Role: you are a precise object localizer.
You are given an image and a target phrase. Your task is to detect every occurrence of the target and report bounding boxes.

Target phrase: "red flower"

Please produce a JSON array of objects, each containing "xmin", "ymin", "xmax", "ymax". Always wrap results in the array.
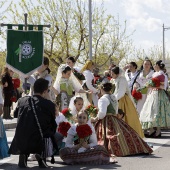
[
  {"xmin": 85, "ymin": 105, "xmax": 98, "ymax": 117},
  {"xmin": 132, "ymin": 89, "xmax": 142, "ymax": 101},
  {"xmin": 61, "ymin": 108, "xmax": 72, "ymax": 119},
  {"xmin": 76, "ymin": 124, "xmax": 92, "ymax": 138},
  {"xmin": 58, "ymin": 122, "xmax": 71, "ymax": 137},
  {"xmin": 152, "ymin": 77, "xmax": 160, "ymax": 87},
  {"xmin": 12, "ymin": 78, "xmax": 20, "ymax": 89}
]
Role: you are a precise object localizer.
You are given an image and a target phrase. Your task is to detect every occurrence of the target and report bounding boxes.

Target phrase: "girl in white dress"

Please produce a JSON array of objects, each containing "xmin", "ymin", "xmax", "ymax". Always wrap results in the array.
[
  {"xmin": 133, "ymin": 59, "xmax": 154, "ymax": 115},
  {"xmin": 59, "ymin": 110, "xmax": 110, "ymax": 165}
]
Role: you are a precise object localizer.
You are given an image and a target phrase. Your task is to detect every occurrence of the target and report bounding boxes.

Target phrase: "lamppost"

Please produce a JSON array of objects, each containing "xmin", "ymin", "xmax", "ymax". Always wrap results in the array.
[
  {"xmin": 163, "ymin": 24, "xmax": 170, "ymax": 63},
  {"xmin": 89, "ymin": 0, "xmax": 92, "ymax": 60}
]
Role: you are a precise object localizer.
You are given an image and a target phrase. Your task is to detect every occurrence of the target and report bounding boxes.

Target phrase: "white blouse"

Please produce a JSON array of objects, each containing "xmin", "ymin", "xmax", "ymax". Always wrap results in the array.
[
  {"xmin": 0, "ymin": 87, "xmax": 4, "ymax": 105},
  {"xmin": 65, "ymin": 123, "xmax": 97, "ymax": 148},
  {"xmin": 83, "ymin": 70, "xmax": 98, "ymax": 93},
  {"xmin": 125, "ymin": 70, "xmax": 139, "ymax": 91},
  {"xmin": 135, "ymin": 70, "xmax": 154, "ymax": 88},
  {"xmin": 111, "ymin": 76, "xmax": 130, "ymax": 100},
  {"xmin": 97, "ymin": 94, "xmax": 118, "ymax": 119},
  {"xmin": 152, "ymin": 70, "xmax": 168, "ymax": 90}
]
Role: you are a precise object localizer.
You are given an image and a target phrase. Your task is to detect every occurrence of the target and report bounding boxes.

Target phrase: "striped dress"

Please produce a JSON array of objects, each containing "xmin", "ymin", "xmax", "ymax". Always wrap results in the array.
[
  {"xmin": 59, "ymin": 124, "xmax": 110, "ymax": 165},
  {"xmin": 95, "ymin": 94, "xmax": 153, "ymax": 156}
]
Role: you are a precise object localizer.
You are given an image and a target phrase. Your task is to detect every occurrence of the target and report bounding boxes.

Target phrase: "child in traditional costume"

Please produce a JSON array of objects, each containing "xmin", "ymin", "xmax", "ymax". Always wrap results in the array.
[{"xmin": 59, "ymin": 110, "xmax": 111, "ymax": 165}]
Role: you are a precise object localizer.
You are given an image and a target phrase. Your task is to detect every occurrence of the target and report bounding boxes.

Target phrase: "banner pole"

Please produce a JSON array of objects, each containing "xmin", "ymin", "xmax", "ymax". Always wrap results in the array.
[{"xmin": 24, "ymin": 13, "xmax": 28, "ymax": 94}]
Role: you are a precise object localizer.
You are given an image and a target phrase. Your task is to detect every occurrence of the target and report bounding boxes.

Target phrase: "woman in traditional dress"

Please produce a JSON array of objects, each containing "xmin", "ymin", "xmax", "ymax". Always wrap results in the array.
[
  {"xmin": 110, "ymin": 67, "xmax": 144, "ymax": 138},
  {"xmin": 140, "ymin": 60, "xmax": 170, "ymax": 137},
  {"xmin": 53, "ymin": 64, "xmax": 89, "ymax": 111},
  {"xmin": 133, "ymin": 58, "xmax": 154, "ymax": 115},
  {"xmin": 0, "ymin": 81, "xmax": 10, "ymax": 159},
  {"xmin": 59, "ymin": 110, "xmax": 111, "ymax": 165},
  {"xmin": 81, "ymin": 60, "xmax": 99, "ymax": 107},
  {"xmin": 92, "ymin": 83, "xmax": 152, "ymax": 156}
]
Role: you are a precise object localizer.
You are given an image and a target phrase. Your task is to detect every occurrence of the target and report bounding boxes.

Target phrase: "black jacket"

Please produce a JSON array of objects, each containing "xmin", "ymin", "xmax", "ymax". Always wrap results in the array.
[{"xmin": 9, "ymin": 95, "xmax": 57, "ymax": 154}]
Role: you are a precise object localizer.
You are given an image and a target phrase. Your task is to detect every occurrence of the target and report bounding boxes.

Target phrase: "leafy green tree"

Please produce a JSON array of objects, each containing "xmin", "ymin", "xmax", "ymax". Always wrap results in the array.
[{"xmin": 1, "ymin": 0, "xmax": 134, "ymax": 75}]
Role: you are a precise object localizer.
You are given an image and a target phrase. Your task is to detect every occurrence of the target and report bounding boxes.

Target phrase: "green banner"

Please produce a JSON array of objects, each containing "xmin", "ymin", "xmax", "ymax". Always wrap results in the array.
[{"xmin": 6, "ymin": 30, "xmax": 43, "ymax": 77}]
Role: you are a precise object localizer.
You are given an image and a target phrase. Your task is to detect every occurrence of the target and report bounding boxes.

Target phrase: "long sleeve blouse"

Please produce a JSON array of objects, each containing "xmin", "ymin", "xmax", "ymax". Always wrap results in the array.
[
  {"xmin": 65, "ymin": 123, "xmax": 97, "ymax": 148},
  {"xmin": 97, "ymin": 94, "xmax": 118, "ymax": 119},
  {"xmin": 83, "ymin": 70, "xmax": 98, "ymax": 93}
]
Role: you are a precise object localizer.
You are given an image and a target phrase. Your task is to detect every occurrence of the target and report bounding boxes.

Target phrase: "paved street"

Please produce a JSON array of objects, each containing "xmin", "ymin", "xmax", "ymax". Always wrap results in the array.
[{"xmin": 0, "ymin": 128, "xmax": 170, "ymax": 170}]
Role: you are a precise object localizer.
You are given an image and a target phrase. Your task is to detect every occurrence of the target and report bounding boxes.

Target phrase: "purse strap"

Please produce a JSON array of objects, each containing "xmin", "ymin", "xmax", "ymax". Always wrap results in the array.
[{"xmin": 30, "ymin": 97, "xmax": 43, "ymax": 140}]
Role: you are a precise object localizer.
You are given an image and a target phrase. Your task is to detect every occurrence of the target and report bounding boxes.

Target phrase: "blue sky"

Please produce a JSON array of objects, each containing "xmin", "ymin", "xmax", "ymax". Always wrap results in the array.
[{"xmin": 94, "ymin": 0, "xmax": 170, "ymax": 52}]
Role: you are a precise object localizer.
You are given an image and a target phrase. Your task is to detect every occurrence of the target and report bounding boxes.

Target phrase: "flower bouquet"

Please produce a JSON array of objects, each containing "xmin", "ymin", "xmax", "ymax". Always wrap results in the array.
[
  {"xmin": 58, "ymin": 122, "xmax": 71, "ymax": 137},
  {"xmin": 131, "ymin": 89, "xmax": 142, "ymax": 101},
  {"xmin": 73, "ymin": 69, "xmax": 85, "ymax": 80},
  {"xmin": 61, "ymin": 108, "xmax": 73, "ymax": 120},
  {"xmin": 85, "ymin": 104, "xmax": 98, "ymax": 118},
  {"xmin": 12, "ymin": 78, "xmax": 20, "ymax": 89},
  {"xmin": 76, "ymin": 124, "xmax": 92, "ymax": 143},
  {"xmin": 145, "ymin": 77, "xmax": 160, "ymax": 87}
]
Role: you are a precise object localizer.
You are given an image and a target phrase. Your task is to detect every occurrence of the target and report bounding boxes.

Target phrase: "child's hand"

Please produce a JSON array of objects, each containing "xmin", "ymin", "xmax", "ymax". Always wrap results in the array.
[
  {"xmin": 91, "ymin": 117, "xmax": 98, "ymax": 123},
  {"xmin": 81, "ymin": 141, "xmax": 89, "ymax": 149}
]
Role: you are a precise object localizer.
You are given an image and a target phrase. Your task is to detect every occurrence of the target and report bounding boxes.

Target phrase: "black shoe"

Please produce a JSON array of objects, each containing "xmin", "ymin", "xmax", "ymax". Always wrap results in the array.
[
  {"xmin": 35, "ymin": 154, "xmax": 48, "ymax": 168},
  {"xmin": 145, "ymin": 131, "xmax": 156, "ymax": 138},
  {"xmin": 18, "ymin": 154, "xmax": 28, "ymax": 168}
]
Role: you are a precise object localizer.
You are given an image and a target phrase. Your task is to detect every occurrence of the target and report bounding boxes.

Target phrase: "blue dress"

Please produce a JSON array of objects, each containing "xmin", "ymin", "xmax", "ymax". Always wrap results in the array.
[{"xmin": 0, "ymin": 117, "xmax": 10, "ymax": 159}]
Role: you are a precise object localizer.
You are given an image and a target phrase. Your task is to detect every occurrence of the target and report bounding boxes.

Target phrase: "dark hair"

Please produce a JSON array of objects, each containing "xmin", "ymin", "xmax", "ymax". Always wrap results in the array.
[
  {"xmin": 111, "ymin": 66, "xmax": 119, "ymax": 75},
  {"xmin": 118, "ymin": 109, "xmax": 125, "ymax": 119},
  {"xmin": 74, "ymin": 97, "xmax": 83, "ymax": 104},
  {"xmin": 78, "ymin": 110, "xmax": 89, "ymax": 120},
  {"xmin": 129, "ymin": 62, "xmax": 137, "ymax": 69},
  {"xmin": 44, "ymin": 57, "xmax": 49, "ymax": 66},
  {"xmin": 34, "ymin": 78, "xmax": 49, "ymax": 94},
  {"xmin": 156, "ymin": 60, "xmax": 165, "ymax": 70},
  {"xmin": 62, "ymin": 66, "xmax": 72, "ymax": 74},
  {"xmin": 140, "ymin": 59, "xmax": 153, "ymax": 70},
  {"xmin": 46, "ymin": 67, "xmax": 51, "ymax": 74},
  {"xmin": 67, "ymin": 56, "xmax": 76, "ymax": 63},
  {"xmin": 101, "ymin": 82, "xmax": 113, "ymax": 92}
]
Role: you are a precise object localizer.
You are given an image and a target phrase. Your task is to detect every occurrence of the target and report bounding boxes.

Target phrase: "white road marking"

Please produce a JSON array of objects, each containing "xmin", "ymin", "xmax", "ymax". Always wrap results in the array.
[
  {"xmin": 144, "ymin": 138, "xmax": 170, "ymax": 151},
  {"xmin": 0, "ymin": 158, "xmax": 12, "ymax": 166}
]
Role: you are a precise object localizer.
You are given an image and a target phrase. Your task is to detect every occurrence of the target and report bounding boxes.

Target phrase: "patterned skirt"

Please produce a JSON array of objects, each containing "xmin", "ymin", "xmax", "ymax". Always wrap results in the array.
[
  {"xmin": 0, "ymin": 117, "xmax": 10, "ymax": 159},
  {"xmin": 59, "ymin": 145, "xmax": 110, "ymax": 165},
  {"xmin": 95, "ymin": 115, "xmax": 153, "ymax": 157},
  {"xmin": 140, "ymin": 89, "xmax": 170, "ymax": 129},
  {"xmin": 119, "ymin": 94, "xmax": 144, "ymax": 138}
]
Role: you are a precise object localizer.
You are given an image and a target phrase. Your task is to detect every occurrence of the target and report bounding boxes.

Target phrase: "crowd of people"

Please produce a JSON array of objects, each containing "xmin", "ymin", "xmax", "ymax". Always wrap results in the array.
[{"xmin": 0, "ymin": 56, "xmax": 170, "ymax": 168}]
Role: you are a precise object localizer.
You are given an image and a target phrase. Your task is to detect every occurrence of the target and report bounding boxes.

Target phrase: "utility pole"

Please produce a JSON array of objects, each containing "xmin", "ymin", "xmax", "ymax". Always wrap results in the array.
[
  {"xmin": 89, "ymin": 0, "xmax": 92, "ymax": 60},
  {"xmin": 162, "ymin": 23, "xmax": 170, "ymax": 63}
]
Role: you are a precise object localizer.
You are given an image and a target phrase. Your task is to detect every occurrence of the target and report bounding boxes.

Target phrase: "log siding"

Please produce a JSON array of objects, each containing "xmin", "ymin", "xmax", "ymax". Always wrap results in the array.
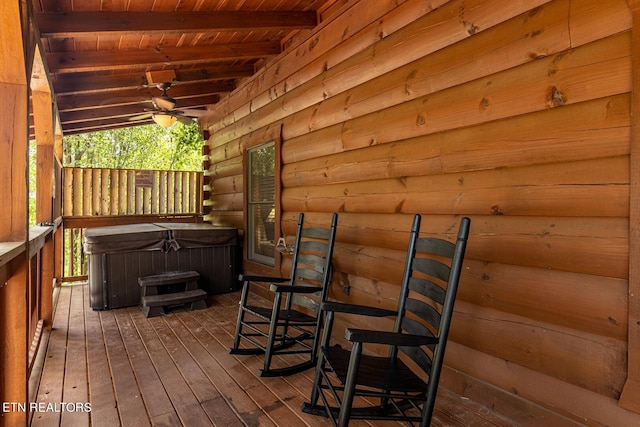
[{"xmin": 202, "ymin": 0, "xmax": 640, "ymax": 425}]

* **Description of the task**
Out of the data above, return each line where the word "white" can be found.

* **Task answer**
Target phrase: "girl in white dress"
Target phrase: "white blouse"
Target phrase: "white road marking"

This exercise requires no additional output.